**Passage**:
* * * *
File: index.md

package info (click to toggle)
jupyter-cache 1.0.0-2
links: PTS, VCS
area: main
in suites: forky, sid, trixie
size: 840 kB
sloc: python: 2,601; makefile: 40; sh: 9
file content (133 lines) | stat: -rw-r--r-- 4,386 bytes
# Jupyter Cache

Execute and cache multiple Jupyter Notebook-like files via an [API](use/api) and [CLI](use/cli).

🤓 Smart re-execution
: Notebooks will only be re-executed when **code cells** have changed (or code related metadata), not Markdown/Raw cells.

🧩 Pluggable execution modes
: Select the executor for notebooks, including serial and parallel execution

📈 Execution reports
: Timing statistics and exception tracebacks are stored for analysis

📖 [jupytext](https://jupytext.readthedocs.io) integration
: Read and execute notebooks written in multiple formats

## Why use jupyter-cache?

If you have a number of notebooks whose execution outputs you want to ensure are kept up to date, without having to re-execute them every time (particularly for long running code, or text-based formats that do not store the outputs).
* * * *
**Tasks**:
1. According to the Jupyter Cache page, what kind of change causes a notebook to be re-executed?
2. From the Jupyter Cache page, print the stretch from "package info (click" through "[API](use/api) and [CLI](use/cli).".
3. Proceed with the Jupyter Cache page from the point where it stops.
The records play no part in this work.

**Data extracts**:
* * * *
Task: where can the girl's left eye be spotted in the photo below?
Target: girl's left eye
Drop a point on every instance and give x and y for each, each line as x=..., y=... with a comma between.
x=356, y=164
* * * *
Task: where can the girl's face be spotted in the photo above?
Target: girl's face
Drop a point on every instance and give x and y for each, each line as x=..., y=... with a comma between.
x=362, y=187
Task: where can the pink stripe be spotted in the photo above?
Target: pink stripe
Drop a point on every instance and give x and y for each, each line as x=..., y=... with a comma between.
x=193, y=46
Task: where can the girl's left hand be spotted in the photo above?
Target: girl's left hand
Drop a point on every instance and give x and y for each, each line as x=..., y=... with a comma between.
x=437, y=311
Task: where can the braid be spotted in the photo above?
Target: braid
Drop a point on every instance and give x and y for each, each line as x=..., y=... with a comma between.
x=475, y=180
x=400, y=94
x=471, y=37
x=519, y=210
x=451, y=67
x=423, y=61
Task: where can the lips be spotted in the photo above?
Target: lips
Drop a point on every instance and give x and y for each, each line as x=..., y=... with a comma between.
* * * *
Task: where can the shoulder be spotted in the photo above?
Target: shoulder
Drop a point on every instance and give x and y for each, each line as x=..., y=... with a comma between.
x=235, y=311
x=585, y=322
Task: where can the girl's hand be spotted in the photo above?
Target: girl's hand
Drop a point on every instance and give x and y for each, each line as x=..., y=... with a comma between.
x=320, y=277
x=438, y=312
* * * *
**Answers for each item**:
1. A change to its code cells or code-related metadata, not to Markdown/Raw cells.

2.
package info (click to toggle)
jupyter-cache 1.0.0-2
links: PTS, VCS
area: main
in suites: forky, sid, trixie
size: 840 kB
sloc: python: 2,601; makefile: 40; sh: 9
file content (133 lines) | stat: -rw-r--r-- 4,386 bytes
# Jupyter Cache

Execute and cache multiple Jupyter Notebook-like files via an [API](use/api) and [CLI](use/cli).

3.
The notebooks must have deterministic execution outputs:

- You use the same environment to run them (e.g. the same installed packages)
- They run no non-deterministic code (e.g. random numbers)
- They do not depend on external resources (e.g. files or network connections) that change over time

For example, it is utilised by [jupyter-book](https://jupyterbook.org/content/execute.html#caching-the-notebook-execution), to allow for fast document re-builds.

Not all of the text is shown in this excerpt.